## [Given information]
--------------------

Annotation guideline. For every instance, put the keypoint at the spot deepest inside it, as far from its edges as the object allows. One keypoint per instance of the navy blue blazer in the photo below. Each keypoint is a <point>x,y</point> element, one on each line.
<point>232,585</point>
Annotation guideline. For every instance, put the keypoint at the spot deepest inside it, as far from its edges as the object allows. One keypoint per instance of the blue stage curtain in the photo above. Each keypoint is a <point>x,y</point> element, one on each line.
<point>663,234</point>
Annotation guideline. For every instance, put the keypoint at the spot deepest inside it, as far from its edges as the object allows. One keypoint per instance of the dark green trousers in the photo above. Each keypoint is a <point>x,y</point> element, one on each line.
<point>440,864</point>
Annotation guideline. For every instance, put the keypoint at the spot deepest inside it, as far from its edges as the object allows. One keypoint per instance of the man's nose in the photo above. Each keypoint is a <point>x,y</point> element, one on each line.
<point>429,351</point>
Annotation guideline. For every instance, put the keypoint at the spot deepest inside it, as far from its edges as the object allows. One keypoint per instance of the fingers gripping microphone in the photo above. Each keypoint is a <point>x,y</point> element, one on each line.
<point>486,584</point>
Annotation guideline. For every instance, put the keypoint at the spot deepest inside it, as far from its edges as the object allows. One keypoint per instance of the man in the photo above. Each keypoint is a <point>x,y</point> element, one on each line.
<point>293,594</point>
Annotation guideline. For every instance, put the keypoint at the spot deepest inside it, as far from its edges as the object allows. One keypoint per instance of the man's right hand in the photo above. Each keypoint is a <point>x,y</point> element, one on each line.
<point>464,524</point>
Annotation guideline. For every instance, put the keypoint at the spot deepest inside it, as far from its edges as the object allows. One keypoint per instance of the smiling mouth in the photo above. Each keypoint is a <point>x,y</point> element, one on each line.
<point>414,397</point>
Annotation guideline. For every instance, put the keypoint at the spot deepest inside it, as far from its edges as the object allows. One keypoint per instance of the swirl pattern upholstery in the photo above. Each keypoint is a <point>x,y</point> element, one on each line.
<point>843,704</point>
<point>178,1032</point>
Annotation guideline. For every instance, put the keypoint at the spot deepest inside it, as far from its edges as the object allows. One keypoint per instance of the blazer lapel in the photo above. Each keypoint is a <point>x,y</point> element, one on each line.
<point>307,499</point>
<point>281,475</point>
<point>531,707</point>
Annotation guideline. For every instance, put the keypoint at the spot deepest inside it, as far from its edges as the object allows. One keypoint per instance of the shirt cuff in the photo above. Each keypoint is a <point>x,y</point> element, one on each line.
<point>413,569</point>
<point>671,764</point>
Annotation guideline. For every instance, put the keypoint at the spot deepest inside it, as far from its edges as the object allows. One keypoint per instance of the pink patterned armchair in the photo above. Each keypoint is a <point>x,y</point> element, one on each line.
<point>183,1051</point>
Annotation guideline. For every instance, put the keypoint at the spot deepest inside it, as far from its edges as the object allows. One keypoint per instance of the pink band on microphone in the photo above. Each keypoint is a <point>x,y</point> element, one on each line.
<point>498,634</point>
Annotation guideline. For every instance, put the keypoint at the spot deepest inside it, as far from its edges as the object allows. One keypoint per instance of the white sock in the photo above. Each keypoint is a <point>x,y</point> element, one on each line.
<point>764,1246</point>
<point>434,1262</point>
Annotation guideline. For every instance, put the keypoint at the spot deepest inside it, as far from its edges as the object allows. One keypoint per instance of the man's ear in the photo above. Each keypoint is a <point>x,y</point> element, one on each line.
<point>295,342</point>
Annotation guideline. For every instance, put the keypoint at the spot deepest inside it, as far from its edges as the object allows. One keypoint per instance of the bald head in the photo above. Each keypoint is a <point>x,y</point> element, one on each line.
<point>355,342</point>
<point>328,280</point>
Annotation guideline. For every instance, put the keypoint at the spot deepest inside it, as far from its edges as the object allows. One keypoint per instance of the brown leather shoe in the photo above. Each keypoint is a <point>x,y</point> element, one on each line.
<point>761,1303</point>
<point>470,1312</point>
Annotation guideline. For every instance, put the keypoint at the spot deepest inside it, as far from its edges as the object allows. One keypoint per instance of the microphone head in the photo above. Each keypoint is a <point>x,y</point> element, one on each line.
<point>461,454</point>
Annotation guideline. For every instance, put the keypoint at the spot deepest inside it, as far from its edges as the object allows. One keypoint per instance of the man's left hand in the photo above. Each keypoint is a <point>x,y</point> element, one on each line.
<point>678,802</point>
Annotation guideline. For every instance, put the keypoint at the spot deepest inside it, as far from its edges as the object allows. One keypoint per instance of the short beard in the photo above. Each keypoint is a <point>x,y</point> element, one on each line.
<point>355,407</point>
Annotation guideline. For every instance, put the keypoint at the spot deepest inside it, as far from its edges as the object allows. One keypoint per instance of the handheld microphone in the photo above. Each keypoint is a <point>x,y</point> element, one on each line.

--------------------

## [Goal of the exercise]
Could you repeat the records, requests included, starting at the line that contains "of the microphone" and stopping after the line that contains "<point>461,454</point>", with every coordinate in the answers shifted up by 130?

## [Exercise result]
Annotation guideline. For every instance, put the keypoint at the spot deepest inside it, as far from its edges as the object allows. One keypoint per instance of the microphone head in the photo above. Each keypoint is a <point>x,y</point> element, one on each line.
<point>591,584</point>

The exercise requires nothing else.